• Exercise description:
Whatever the lines below say, output them exactly.

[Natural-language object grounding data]
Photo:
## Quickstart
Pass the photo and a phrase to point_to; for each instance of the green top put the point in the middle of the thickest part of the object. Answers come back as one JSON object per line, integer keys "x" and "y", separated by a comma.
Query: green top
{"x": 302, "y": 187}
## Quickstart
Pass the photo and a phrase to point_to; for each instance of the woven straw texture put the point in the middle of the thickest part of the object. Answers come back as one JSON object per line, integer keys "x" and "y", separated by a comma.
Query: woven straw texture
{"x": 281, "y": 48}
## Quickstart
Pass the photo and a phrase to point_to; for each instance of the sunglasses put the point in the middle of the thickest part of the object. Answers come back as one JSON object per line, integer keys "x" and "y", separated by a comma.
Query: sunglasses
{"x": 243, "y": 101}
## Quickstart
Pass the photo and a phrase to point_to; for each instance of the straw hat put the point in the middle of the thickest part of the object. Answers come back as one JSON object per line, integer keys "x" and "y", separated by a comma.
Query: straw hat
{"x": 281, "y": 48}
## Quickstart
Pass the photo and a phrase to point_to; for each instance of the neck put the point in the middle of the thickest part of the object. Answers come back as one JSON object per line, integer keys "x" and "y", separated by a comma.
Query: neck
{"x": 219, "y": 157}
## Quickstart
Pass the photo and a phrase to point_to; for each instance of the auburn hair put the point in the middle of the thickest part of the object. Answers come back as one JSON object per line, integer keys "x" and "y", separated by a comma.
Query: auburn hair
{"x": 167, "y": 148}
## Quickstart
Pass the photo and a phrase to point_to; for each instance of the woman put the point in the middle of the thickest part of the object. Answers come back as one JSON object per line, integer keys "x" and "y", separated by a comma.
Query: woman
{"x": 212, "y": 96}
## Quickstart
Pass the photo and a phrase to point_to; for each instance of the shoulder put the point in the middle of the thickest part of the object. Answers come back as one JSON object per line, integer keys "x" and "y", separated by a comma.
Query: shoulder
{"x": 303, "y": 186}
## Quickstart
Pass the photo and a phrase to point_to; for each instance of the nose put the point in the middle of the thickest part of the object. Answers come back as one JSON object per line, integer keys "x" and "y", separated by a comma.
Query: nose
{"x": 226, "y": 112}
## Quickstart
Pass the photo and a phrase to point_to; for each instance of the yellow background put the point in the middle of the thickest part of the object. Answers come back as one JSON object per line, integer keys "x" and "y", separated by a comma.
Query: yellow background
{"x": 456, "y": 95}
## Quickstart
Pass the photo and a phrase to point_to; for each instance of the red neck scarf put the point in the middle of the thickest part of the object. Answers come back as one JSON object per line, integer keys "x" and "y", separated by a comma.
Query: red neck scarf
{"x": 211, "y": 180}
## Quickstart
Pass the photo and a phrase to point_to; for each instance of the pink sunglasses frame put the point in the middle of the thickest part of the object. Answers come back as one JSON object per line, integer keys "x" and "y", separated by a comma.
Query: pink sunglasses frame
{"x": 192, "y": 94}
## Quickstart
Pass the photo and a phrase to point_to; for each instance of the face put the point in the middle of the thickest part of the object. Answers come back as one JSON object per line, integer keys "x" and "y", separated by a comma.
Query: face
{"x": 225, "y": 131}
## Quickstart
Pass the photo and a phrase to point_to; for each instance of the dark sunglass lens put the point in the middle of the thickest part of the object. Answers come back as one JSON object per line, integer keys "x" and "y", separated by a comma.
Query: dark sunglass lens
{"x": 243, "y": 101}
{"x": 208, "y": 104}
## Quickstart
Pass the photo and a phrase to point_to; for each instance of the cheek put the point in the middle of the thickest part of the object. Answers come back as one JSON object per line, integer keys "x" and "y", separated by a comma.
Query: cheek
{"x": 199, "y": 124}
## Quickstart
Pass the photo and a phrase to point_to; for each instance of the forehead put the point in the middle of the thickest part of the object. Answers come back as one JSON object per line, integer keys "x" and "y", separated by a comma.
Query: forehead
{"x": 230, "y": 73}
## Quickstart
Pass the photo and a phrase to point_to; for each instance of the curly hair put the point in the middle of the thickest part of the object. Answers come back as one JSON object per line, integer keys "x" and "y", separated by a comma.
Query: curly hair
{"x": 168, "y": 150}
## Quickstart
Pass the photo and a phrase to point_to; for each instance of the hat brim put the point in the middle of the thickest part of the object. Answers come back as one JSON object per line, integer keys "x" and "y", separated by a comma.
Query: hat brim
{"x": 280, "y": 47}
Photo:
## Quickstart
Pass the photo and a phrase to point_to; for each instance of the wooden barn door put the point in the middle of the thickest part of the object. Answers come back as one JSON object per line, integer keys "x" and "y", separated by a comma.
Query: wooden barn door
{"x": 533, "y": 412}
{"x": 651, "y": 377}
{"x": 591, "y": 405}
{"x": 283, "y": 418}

• Output of the exercise:
Photo:
## Quickstart
Pass the photo and a phrase to point_to; for each instance of the green top put the point in the middle of the thickest part of the object. Answers come back as one JSON object per line, integer keys "x" and "y", separated by a comma.
Query: green top
{"x": 302, "y": 187}
## Quickstart
Pass the photo and a phrase to point_to; for each instance of the woven straw texture put the point in the middle of the thickest part of the object. Answers come back as one JSON object per line, integer keys "x" and "y", separated by a comma.
Query: woven straw texture
{"x": 281, "y": 48}
## Quickstart
Pass the photo and a phrase to point_to; for each instance of the sunglasses put the point in the middle of the thickest part of the object. Answers come back as one JSON object per line, integer keys "x" and "y", separated by a comma.
Query: sunglasses
{"x": 243, "y": 101}
## Quickstart
Pass the photo and a phrase to point_to; for each instance of the straw hat put the point in the middle of the thickest part of the object. Answers come back as one JSON object per line, integer keys "x" and "y", separated by a comma.
Query: straw hat
{"x": 281, "y": 48}
## Quickstart
Pass the photo and a phrase to point_to; for each instance of the neck put the point in the middle of the thickest part of the object. Answers come back as one JSON object per line, integer keys "x" and "y", separated by a comma.
Query: neck
{"x": 219, "y": 157}
## Quickstart
Pass the photo and a phrase to point_to; for each instance of the auburn hair put the point in the middle of the thickest part of the object. Answers come back as one JSON object per line, integer keys "x" and "y", separated by a comma.
Query: auburn hair
{"x": 167, "y": 148}
## Quickstart
Pass the photo and a phrase to point_to; for each instance of the woman put the point in the middle of the thickest part of the object. Answers come back as one JSON object per line, integer keys "x" and "y", separated by a comma.
Query: woman
{"x": 212, "y": 96}
## Quickstart
Pass the photo and a phrase to point_to; for each instance of the shoulder put the point in the middle of the thickest part of the object. Answers come back as one JSON object per line, integer keys "x" and "y", separated by a comma.
Query: shoulder
{"x": 303, "y": 186}
## Quickstart
Pass the photo and a phrase to point_to; for each instance of the nose put the point in the middle of the thickest part of the object. Answers come back as one JSON object per line, integer keys "x" and "y", separated by a comma.
Query: nose
{"x": 226, "y": 112}
## Quickstart
Pass the photo and a phrase to point_to; for each instance of the yellow background put the point in the middle of the thickest part of the object. Answers come back as one JSON object per line, integer keys "x" and "y", separated by a comma.
Query: yellow background
{"x": 456, "y": 95}
## Quickstart
Pass the photo and a phrase to point_to; for each instance of the red neck scarf put the point in the middle of the thickest part of the object. Answers come back as one JSON object per line, integer keys "x" and "y", separated by a comma.
Query: red neck scarf
{"x": 211, "y": 180}
## Quickstart
Pass the photo and a phrase to point_to; for each instance of the pink sunglasses frame put the point in the middle of the thickest part of the object. Answers come back as one JSON object per line, integer keys "x" and "y", separated by a comma.
Query: pink sunglasses frame
{"x": 192, "y": 94}
## Quickstart
Pass the photo and a phrase to point_to; for each instance of the face put the point in the middle of the thickest part of the object. Answers come back as one JSON object per line, integer keys "x" and "y", separated by a comma.
Query: face
{"x": 225, "y": 131}
## Quickstart
Pass the photo and a phrase to point_to; for each instance of the dark sunglass lens put the point in the middle of the thickest part of the object. Answers come back as one JSON object per line, integer keys "x" and "y", separated by a comma.
Query: dark sunglass lens
{"x": 243, "y": 101}
{"x": 208, "y": 104}
## Quickstart
Pass the photo and a phrase to point_to; for each instance of the cheek put the point in the middle of the thickest part of the object. Answers come back as one JSON object per line, integer keys "x" and "y", separated by a comma.
Query: cheek
{"x": 199, "y": 124}
## Quickstart
Pass the photo and a phrase to point_to; for each instance of the forehead put the point in the middle of the thickest part of the object. Answers come back as one JSON object per line, integer keys "x" and "y", separated by a comma.
Query: forehead
{"x": 230, "y": 73}
## Quickstart
Pass the photo and a phrase to point_to; for each instance of the curly hair put the point in the middle of the thickest part of the object. Answers come back as one JSON object per line, integer keys "x" and "y", separated by a comma.
Query: curly hair
{"x": 168, "y": 150}
## Quickstart
Pass the photo and a phrase to point_to; for each instance of the hat brim put the point in the middle of the thickest part of the object. Answers come back as one JSON object per line, integer keys "x" and "y", separated by a comma.
Query: hat brim
{"x": 280, "y": 47}
Photo:
## Quickstart
Pass the photo and a phrase to point_to; for each instance of the wooden barn door put the point in the middle of the thickest part of the object. Answers come back as one JSON object per line, integer keys "x" and "y", separated by a comma.
Query: wooden barn door
{"x": 533, "y": 412}
{"x": 651, "y": 377}
{"x": 591, "y": 405}
{"x": 283, "y": 418}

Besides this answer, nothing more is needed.